* TO BE DONE
List each input string used in the examples of the palindrome partitioning problem below.

# Start of EXTRACT PROVIDED

Problem Statement
Given a string s, partition s such that every substring of the partition is a palindrome. Return all possible palindrome partitioning of s.
LeetCode
Constraints
1 <= s.length <= 16
s contains only lowercase English letters.- For the recursive approach:
- n = 16,
2^16:65536, which is acceptable for backtracking with pruning.
- n = 16,
Examples
Example 1:
Input: s = "aab"
Output: [
["a", "a", "b"],
["aa", "b"]
]
Explanation:
There are two ways to partition the string such that each substring is a palindrome:
"a" | "a" | "b"
"aa" | "b"Example 2:
Input: s = "a"
Output: [
["a"]
]
Explanation: The only possible partition is the string itself, as it is already a palindrome.Example 3:
Input: s = "racecar"
Output: [
[ "r", "a", "c", "e", "c", "a", "r" ],
[ "r", "aceca", "r" ],
[ "racecar" ]
]
Explanation:
Possible palindrome partitions:
"r" | "a" | "c" | "e" | "c" | "a" | "r"
"r" | "aceca" | "r"
"racecar"Different Approaches
1️⃣ Backtracking
The key intuition here is:
- Recursive Exploration: For each starting index in the string, we check every possible ending index to see if the substring is a palindrome.
- Backtracking: If the substring is a palindrome, we include it in the current partition and recursively explore the remaining substring. When the partition reaches the end of the string, we add it to the result.

# End of EXTRACT PROVIDED
# Start of ENTRIES SUPPLIED

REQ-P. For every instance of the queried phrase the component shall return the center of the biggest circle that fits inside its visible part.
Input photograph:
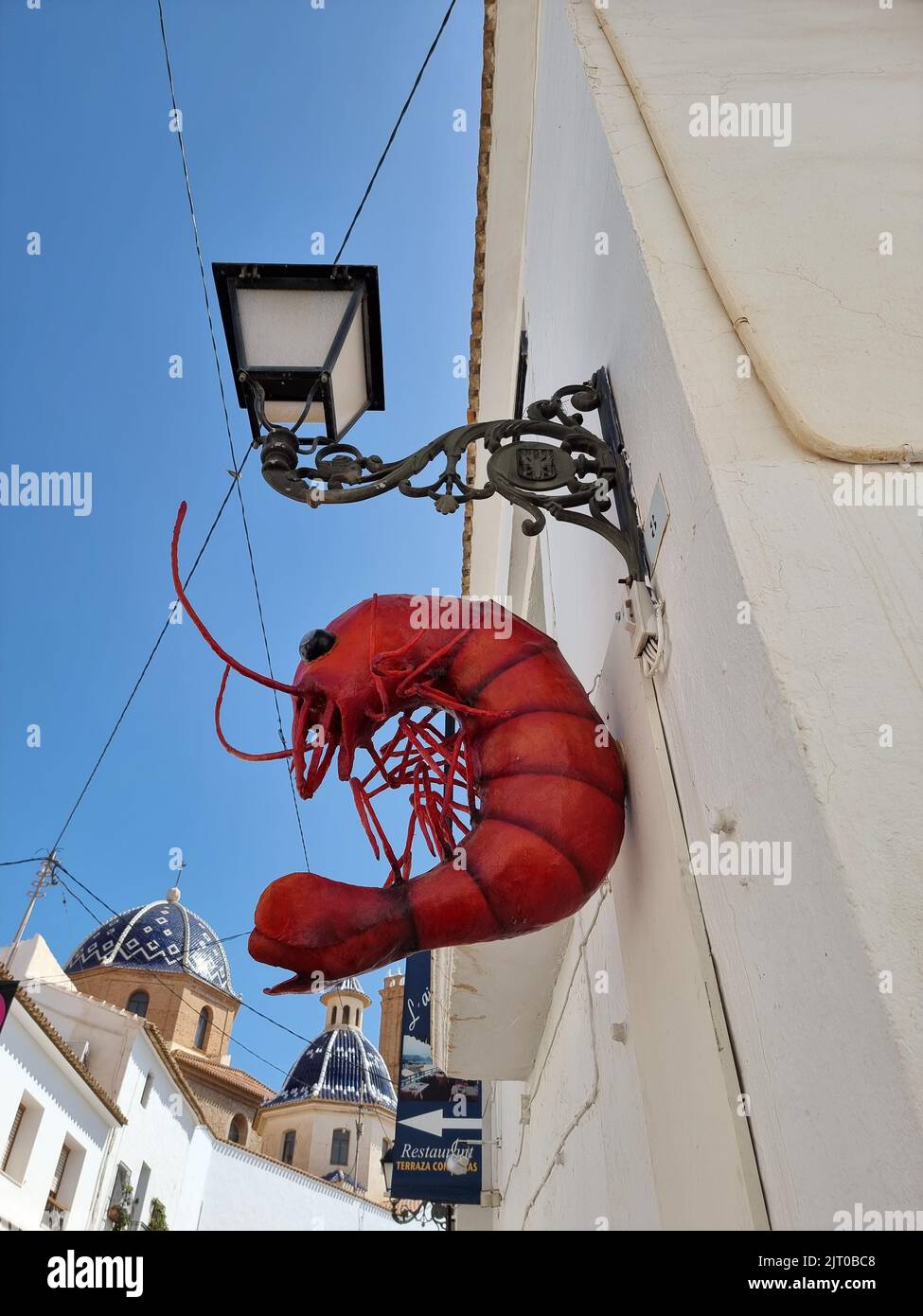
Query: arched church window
(202, 1028)
(340, 1147)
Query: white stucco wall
(33, 1072)
(772, 726)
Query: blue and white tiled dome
(162, 935)
(341, 1065)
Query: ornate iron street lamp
(406, 1212)
(306, 347)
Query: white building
(98, 1110)
(693, 1050)
(57, 1127)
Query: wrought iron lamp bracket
(546, 463)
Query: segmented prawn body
(541, 815)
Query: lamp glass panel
(289, 328)
(350, 385)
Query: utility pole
(44, 877)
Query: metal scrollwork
(546, 463)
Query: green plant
(120, 1211)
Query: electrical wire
(224, 405)
(394, 131)
(99, 899)
(151, 657)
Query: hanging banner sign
(438, 1117)
(7, 996)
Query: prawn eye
(315, 644)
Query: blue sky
(286, 110)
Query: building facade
(733, 1045)
(118, 1104)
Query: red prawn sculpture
(542, 785)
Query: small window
(289, 1147)
(10, 1140)
(145, 1095)
(202, 1029)
(340, 1147)
(16, 1151)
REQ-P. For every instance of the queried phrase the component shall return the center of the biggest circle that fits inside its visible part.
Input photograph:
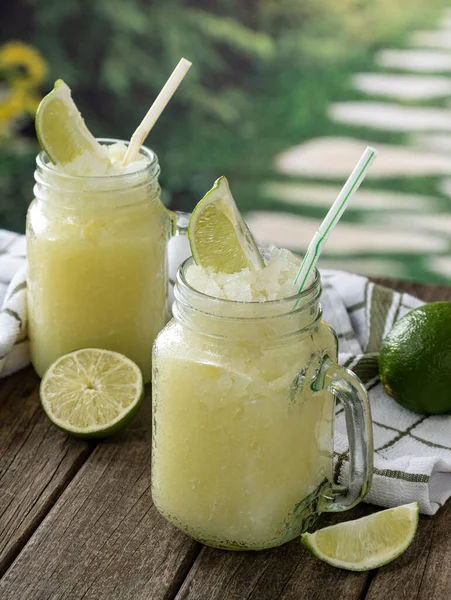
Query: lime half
(63, 135)
(218, 236)
(92, 393)
(365, 543)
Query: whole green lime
(415, 359)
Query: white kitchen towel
(412, 453)
(14, 354)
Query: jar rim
(293, 299)
(43, 161)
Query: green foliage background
(263, 74)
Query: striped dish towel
(412, 453)
(412, 459)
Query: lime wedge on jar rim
(218, 235)
(63, 135)
(365, 543)
(92, 393)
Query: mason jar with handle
(243, 419)
(97, 262)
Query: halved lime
(365, 543)
(218, 236)
(92, 393)
(62, 132)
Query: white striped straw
(333, 216)
(155, 110)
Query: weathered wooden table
(77, 521)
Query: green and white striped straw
(333, 216)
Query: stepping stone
(442, 266)
(436, 223)
(294, 232)
(431, 39)
(403, 87)
(415, 60)
(365, 199)
(335, 158)
(440, 142)
(391, 117)
(364, 266)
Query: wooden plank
(423, 572)
(104, 538)
(286, 573)
(36, 463)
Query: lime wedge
(92, 393)
(218, 236)
(62, 132)
(365, 543)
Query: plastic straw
(333, 216)
(155, 110)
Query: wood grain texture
(286, 573)
(423, 572)
(36, 462)
(104, 538)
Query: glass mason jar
(97, 263)
(243, 413)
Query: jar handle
(180, 222)
(348, 388)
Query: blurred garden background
(283, 97)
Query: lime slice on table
(218, 236)
(368, 542)
(63, 134)
(92, 393)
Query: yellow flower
(22, 65)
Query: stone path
(334, 158)
(385, 231)
(429, 61)
(403, 87)
(392, 117)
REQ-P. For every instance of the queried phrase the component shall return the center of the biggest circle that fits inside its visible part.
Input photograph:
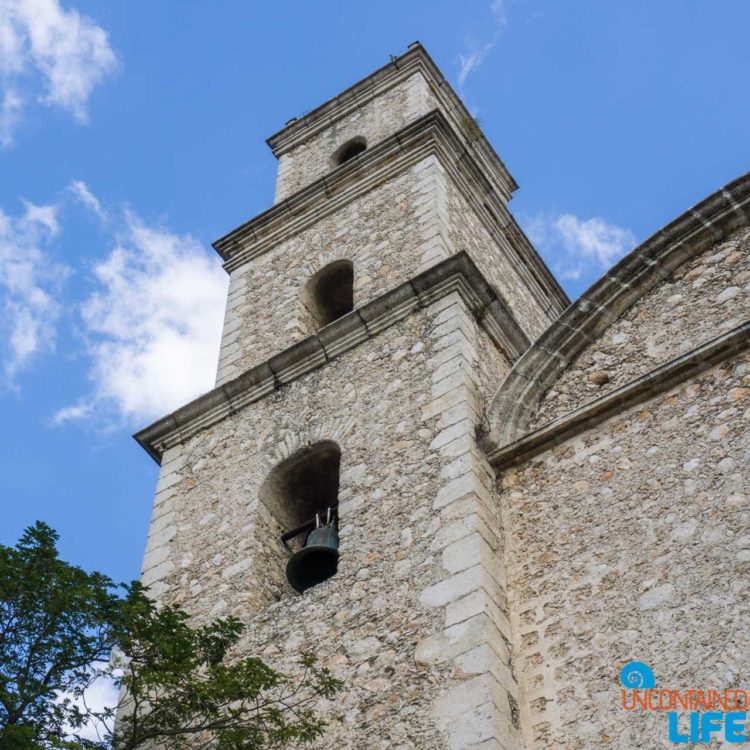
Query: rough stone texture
(392, 233)
(627, 543)
(707, 296)
(469, 610)
(466, 232)
(383, 235)
(374, 121)
(413, 622)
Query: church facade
(528, 494)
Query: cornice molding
(432, 134)
(585, 320)
(636, 392)
(414, 60)
(456, 274)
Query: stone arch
(300, 484)
(348, 150)
(329, 293)
(652, 263)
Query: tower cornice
(414, 60)
(456, 274)
(432, 134)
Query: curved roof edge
(591, 314)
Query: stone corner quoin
(528, 491)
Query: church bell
(317, 560)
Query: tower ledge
(456, 274)
(431, 134)
(414, 60)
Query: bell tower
(372, 312)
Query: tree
(62, 630)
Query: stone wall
(376, 120)
(705, 297)
(630, 543)
(396, 230)
(415, 622)
(467, 232)
(385, 234)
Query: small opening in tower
(301, 495)
(330, 293)
(349, 150)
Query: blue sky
(133, 134)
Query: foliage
(181, 685)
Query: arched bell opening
(301, 496)
(348, 151)
(329, 294)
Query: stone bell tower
(372, 312)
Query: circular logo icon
(637, 676)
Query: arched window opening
(301, 495)
(349, 150)
(330, 293)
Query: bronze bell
(317, 561)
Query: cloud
(579, 247)
(152, 323)
(476, 52)
(100, 695)
(29, 283)
(54, 55)
(81, 193)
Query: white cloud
(54, 55)
(579, 247)
(153, 324)
(29, 281)
(98, 696)
(476, 52)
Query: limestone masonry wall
(466, 232)
(382, 233)
(631, 542)
(707, 296)
(379, 118)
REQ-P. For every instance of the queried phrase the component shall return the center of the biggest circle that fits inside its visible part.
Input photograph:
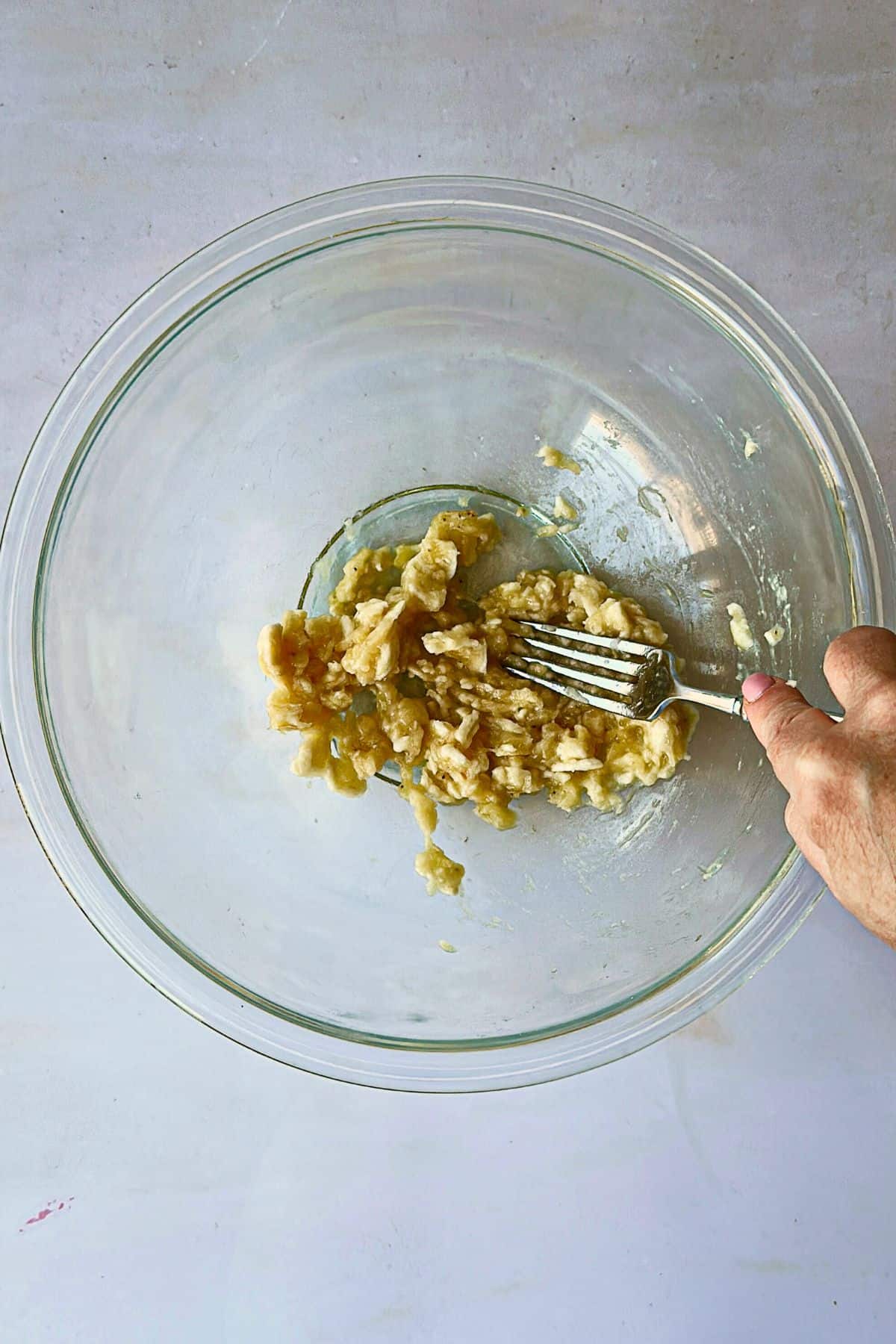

# End of ENTRIES SUPPLIED

* SOLUTION TO THIS TASK
"aab", "a", "racecar"